(Stored items from a collection)
┌──
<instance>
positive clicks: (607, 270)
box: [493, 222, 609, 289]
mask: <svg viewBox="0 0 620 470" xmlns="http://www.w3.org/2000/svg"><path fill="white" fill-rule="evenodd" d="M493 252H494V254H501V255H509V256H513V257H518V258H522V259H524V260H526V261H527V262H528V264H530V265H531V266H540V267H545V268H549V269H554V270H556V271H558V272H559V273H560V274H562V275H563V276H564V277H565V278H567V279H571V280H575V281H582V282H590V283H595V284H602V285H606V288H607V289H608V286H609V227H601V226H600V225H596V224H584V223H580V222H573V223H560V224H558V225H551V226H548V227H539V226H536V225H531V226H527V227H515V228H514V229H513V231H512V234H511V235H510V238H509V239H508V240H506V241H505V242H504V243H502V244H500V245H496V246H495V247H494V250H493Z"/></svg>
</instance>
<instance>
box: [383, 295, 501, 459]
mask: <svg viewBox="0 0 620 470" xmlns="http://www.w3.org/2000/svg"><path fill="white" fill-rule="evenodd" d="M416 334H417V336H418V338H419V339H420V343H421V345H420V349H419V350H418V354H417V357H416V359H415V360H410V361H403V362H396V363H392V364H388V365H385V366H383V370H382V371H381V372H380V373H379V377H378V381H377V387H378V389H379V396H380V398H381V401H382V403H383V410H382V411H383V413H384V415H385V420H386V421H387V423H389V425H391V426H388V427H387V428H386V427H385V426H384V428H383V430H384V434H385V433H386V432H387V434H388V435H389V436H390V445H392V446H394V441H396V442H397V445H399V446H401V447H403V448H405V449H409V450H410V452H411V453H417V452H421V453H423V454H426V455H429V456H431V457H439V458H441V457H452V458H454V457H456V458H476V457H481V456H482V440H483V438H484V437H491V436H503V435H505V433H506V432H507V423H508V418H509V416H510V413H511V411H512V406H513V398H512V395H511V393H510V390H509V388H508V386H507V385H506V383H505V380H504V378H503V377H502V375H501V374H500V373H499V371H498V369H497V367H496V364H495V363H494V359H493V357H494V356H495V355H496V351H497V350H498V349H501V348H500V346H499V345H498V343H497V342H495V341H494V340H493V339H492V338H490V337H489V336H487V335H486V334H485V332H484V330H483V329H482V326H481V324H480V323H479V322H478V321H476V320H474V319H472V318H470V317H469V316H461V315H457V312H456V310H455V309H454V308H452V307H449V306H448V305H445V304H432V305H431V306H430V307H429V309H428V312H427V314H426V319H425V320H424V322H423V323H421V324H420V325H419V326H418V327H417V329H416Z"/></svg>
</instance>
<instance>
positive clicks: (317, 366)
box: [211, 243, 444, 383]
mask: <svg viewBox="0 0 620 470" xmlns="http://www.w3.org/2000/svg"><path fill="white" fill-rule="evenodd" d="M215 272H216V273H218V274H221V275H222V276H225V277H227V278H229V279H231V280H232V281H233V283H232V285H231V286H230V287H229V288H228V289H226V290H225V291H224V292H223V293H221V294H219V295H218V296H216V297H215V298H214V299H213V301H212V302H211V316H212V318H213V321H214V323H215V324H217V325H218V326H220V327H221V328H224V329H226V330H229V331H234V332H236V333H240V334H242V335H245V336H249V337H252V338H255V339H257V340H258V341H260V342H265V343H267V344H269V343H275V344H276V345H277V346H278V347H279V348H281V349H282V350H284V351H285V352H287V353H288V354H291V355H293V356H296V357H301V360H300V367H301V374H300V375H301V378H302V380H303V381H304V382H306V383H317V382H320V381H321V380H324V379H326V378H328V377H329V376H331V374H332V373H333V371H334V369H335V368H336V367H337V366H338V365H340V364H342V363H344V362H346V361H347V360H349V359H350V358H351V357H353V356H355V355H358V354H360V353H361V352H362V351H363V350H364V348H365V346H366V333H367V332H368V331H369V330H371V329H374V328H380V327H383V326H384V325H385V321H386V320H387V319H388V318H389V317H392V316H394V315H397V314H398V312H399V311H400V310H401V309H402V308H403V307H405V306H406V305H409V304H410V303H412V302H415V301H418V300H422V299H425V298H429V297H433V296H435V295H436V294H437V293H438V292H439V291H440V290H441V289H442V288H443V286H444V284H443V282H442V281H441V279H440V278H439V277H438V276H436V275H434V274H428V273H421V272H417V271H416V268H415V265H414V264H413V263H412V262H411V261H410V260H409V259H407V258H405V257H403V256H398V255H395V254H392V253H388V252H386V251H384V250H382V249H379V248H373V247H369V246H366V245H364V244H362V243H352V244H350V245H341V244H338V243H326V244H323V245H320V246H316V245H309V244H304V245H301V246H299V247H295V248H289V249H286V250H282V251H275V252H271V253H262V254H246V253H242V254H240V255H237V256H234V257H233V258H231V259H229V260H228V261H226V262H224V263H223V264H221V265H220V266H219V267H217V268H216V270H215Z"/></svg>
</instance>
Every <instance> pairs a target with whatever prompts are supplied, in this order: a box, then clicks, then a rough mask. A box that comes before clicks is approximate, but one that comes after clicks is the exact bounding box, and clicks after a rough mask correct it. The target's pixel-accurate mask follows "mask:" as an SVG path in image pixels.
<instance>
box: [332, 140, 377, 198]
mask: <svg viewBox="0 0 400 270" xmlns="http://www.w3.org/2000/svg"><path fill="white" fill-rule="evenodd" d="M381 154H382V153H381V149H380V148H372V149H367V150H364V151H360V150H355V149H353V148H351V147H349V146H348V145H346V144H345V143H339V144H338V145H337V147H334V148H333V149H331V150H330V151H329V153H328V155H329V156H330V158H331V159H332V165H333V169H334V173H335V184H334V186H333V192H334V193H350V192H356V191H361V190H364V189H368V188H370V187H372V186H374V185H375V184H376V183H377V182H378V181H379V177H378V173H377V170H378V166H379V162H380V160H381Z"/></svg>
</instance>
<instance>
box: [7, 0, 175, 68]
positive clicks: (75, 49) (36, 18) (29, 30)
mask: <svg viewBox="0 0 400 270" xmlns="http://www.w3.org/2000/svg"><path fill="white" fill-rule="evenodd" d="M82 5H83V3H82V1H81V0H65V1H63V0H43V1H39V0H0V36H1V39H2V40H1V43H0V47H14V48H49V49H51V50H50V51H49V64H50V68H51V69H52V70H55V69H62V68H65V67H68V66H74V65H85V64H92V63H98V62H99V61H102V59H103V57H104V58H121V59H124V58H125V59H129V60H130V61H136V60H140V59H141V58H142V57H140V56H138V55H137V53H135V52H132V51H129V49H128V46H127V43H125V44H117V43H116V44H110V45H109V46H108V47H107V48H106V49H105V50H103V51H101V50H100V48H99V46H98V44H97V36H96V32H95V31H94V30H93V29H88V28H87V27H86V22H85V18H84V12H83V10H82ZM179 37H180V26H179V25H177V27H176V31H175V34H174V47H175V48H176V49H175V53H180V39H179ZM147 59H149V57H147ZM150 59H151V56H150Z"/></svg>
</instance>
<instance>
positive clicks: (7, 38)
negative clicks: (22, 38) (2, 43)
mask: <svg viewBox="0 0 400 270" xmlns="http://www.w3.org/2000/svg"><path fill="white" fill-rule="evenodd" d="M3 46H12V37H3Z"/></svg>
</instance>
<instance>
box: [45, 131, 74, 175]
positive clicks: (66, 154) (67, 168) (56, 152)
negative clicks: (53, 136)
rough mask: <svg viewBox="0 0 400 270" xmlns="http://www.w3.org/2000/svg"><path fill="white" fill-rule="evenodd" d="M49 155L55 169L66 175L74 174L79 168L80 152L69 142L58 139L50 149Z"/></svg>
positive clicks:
└──
All of the entries above are to be written out again exactly.

WRITTEN ANSWER>
<instance>
positive clicks: (607, 270)
box: [493, 222, 609, 289]
mask: <svg viewBox="0 0 620 470" xmlns="http://www.w3.org/2000/svg"><path fill="white" fill-rule="evenodd" d="M493 252H494V254H501V255H509V256H513V257H518V258H522V259H524V260H526V261H527V262H528V264H530V265H531V266H540V267H545V268H549V269H554V270H556V271H558V272H559V273H560V274H562V275H563V276H564V277H565V278H567V279H571V280H575V281H582V282H590V283H595V284H602V285H606V288H607V289H608V286H609V227H601V226H600V225H596V224H584V223H580V222H573V223H560V224H558V225H551V226H548V227H539V226H536V225H531V226H527V227H515V228H514V229H513V231H512V234H511V235H510V238H509V239H508V240H506V241H505V242H504V243H502V244H500V245H496V246H495V247H494V250H493Z"/></svg>
</instance>
<instance>
box: [383, 295, 501, 459]
mask: <svg viewBox="0 0 620 470" xmlns="http://www.w3.org/2000/svg"><path fill="white" fill-rule="evenodd" d="M416 334H417V336H418V338H419V339H420V343H421V345H420V349H419V350H418V354H417V357H416V359H415V360H410V361H403V362H396V363H392V364H388V365H385V366H383V370H382V371H381V372H380V373H379V377H378V381H377V387H378V389H379V396H380V398H381V401H382V403H383V410H382V411H383V413H384V415H385V420H386V421H387V423H389V425H391V426H388V427H387V428H386V427H385V426H384V428H383V430H384V434H385V433H386V432H387V434H388V435H389V436H390V445H392V446H394V441H396V442H397V445H399V446H401V447H403V448H405V449H409V450H410V452H411V453H417V452H421V453H423V454H426V455H429V456H431V457H439V458H441V457H452V458H454V457H456V458H476V457H481V456H482V440H483V438H484V437H491V436H503V435H505V433H506V432H507V423H508V418H509V416H510V413H511V411H512V406H513V398H512V395H511V393H510V390H509V388H508V386H507V385H506V383H505V380H504V378H503V377H502V375H501V374H500V373H499V371H498V369H497V367H496V364H495V363H494V359H493V357H494V356H495V355H496V351H497V350H498V349H501V348H500V346H499V345H498V343H497V342H495V341H494V340H493V339H492V338H490V337H489V336H487V335H486V334H485V332H484V330H483V329H482V326H481V324H480V323H479V322H478V321H476V320H474V319H472V318H470V317H469V316H461V315H457V312H456V310H455V309H454V308H452V307H449V306H448V305H445V304H432V305H431V306H430V307H429V309H428V312H427V314H426V319H425V320H424V322H423V323H421V324H420V325H419V326H418V327H417V329H416Z"/></svg>
</instance>
<instance>
positive clicks: (317, 366)
box: [211, 243, 444, 383]
mask: <svg viewBox="0 0 620 470" xmlns="http://www.w3.org/2000/svg"><path fill="white" fill-rule="evenodd" d="M215 272H216V273H218V274H221V275H222V276H225V277H227V278H229V279H231V280H232V281H233V283H232V285H231V286H230V287H229V288H228V289H226V290H225V291H224V292H223V293H221V294H219V295H218V296H216V297H215V298H214V299H213V301H212V302H211V316H212V318H213V321H214V323H215V324H217V325H218V326H220V327H221V328H224V329H226V330H229V331H234V332H236V333H240V334H242V335H245V336H249V337H252V338H255V339H257V340H258V341H260V342H265V343H267V344H269V343H275V344H276V345H277V346H278V347H279V348H281V349H282V350H284V351H285V352H287V353H288V354H291V355H293V356H296V357H301V360H300V367H301V374H300V375H301V378H302V380H303V381H304V382H306V383H317V382H320V381H321V380H324V379H326V378H328V377H329V376H331V374H332V373H333V371H334V369H335V368H336V367H337V366H338V365H340V364H342V363H344V362H346V361H347V360H349V359H350V358H351V357H353V356H355V355H358V354H360V353H361V352H362V351H363V350H364V348H365V346H366V333H367V332H368V331H369V330H371V329H374V328H380V327H383V326H384V325H385V321H386V320H387V319H388V318H389V317H392V316H394V315H397V314H398V312H399V311H400V310H401V309H402V308H403V307H405V306H406V305H409V304H410V303H412V302H415V301H418V300H422V299H425V298H429V297H433V296H435V295H436V294H437V293H438V292H439V291H440V290H441V289H442V288H443V286H444V284H443V282H442V281H441V279H440V278H439V277H438V276H436V275H434V274H428V273H421V272H417V271H416V268H415V265H414V264H413V263H412V262H411V261H410V260H409V259H407V258H405V257H403V256H398V255H395V254H392V253H388V252H386V251H384V250H382V249H379V248H373V247H369V246H366V245H364V244H362V243H352V244H350V245H341V244H338V243H326V244H323V245H320V246H316V245H309V244H304V245H301V246H299V247H295V248H289V249H286V250H282V251H275V252H271V253H262V254H246V253H242V254H240V255H237V256H234V257H233V258H231V259H229V260H228V261H226V262H224V263H223V264H221V265H220V266H219V267H217V268H216V270H215Z"/></svg>
</instance>
Every <instance> pairs a target with whatever prompts are supplied, in this order: a box, then clicks, then a rough mask. A box that comes before clicks is approximate, but one that comes after clicks is the exact bounding box, and clicks after a rough mask correct it. The target's pixel-accurate mask follows "mask:" as an SVG path in image pixels.
<instance>
box: [332, 140, 377, 198]
mask: <svg viewBox="0 0 400 270" xmlns="http://www.w3.org/2000/svg"><path fill="white" fill-rule="evenodd" d="M381 154H382V153H381V149H380V148H372V149H367V150H364V151H360V150H355V149H353V148H351V147H349V146H348V145H346V144H345V143H339V144H338V145H337V147H334V148H333V149H331V150H330V151H329V153H328V155H329V156H330V158H331V159H332V165H333V169H334V173H335V184H334V186H333V192H334V193H350V192H356V191H361V190H364V189H368V188H370V187H372V186H374V185H375V184H376V183H377V182H378V181H379V177H378V173H377V170H378V166H379V162H380V160H381Z"/></svg>
</instance>
<instance>
box: [7, 0, 175, 68]
positive clicks: (75, 49) (36, 18) (29, 30)
mask: <svg viewBox="0 0 400 270" xmlns="http://www.w3.org/2000/svg"><path fill="white" fill-rule="evenodd" d="M82 5H83V3H82V1H81V0H65V1H63V0H43V1H39V0H0V36H1V39H2V40H1V43H0V47H14V48H49V49H51V50H50V51H49V64H50V68H51V69H52V70H55V69H62V68H65V67H68V66H74V65H85V64H92V63H98V62H99V61H102V59H103V57H104V58H121V59H124V58H125V59H129V60H130V61H136V60H140V59H141V58H142V57H140V56H138V55H137V53H135V52H132V51H129V49H128V46H127V43H125V44H117V43H116V44H110V45H109V46H108V47H107V48H106V49H105V50H103V51H101V50H100V48H99V46H98V44H97V36H96V32H95V31H94V30H93V29H88V28H87V27H86V22H85V18H84V12H83V10H82ZM179 37H180V26H179V25H177V27H176V31H175V34H174V47H175V48H176V49H175V53H180V39H179ZM147 59H149V57H147ZM150 59H151V56H150Z"/></svg>
</instance>
<instance>
positive clicks: (7, 38)
negative clicks: (22, 38) (2, 43)
mask: <svg viewBox="0 0 400 270" xmlns="http://www.w3.org/2000/svg"><path fill="white" fill-rule="evenodd" d="M3 46H12V37H3Z"/></svg>
</instance>
<instance>
box: [45, 131, 74, 175]
positive clicks: (66, 154) (67, 168) (56, 152)
negative clicks: (53, 136)
rough mask: <svg viewBox="0 0 400 270" xmlns="http://www.w3.org/2000/svg"><path fill="white" fill-rule="evenodd" d="M49 155L55 169L66 175L74 174L79 168L80 152L69 142L58 139L50 149Z"/></svg>
positive clicks:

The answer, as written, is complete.